— start —

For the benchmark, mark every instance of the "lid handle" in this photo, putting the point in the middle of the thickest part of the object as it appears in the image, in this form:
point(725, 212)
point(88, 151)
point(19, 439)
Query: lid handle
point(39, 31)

— end —
— start —

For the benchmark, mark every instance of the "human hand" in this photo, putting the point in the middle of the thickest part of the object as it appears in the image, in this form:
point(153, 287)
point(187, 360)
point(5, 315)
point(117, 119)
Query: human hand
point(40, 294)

— end —
— start —

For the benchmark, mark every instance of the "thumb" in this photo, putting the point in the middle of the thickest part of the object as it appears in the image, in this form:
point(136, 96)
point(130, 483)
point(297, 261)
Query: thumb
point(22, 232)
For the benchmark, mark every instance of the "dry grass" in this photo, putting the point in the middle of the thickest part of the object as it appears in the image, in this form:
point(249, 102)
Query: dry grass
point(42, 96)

— end —

== What this task involves ==
State how many lines in the entries above contain the word "every". Give only the number.

== Exercise result ==
4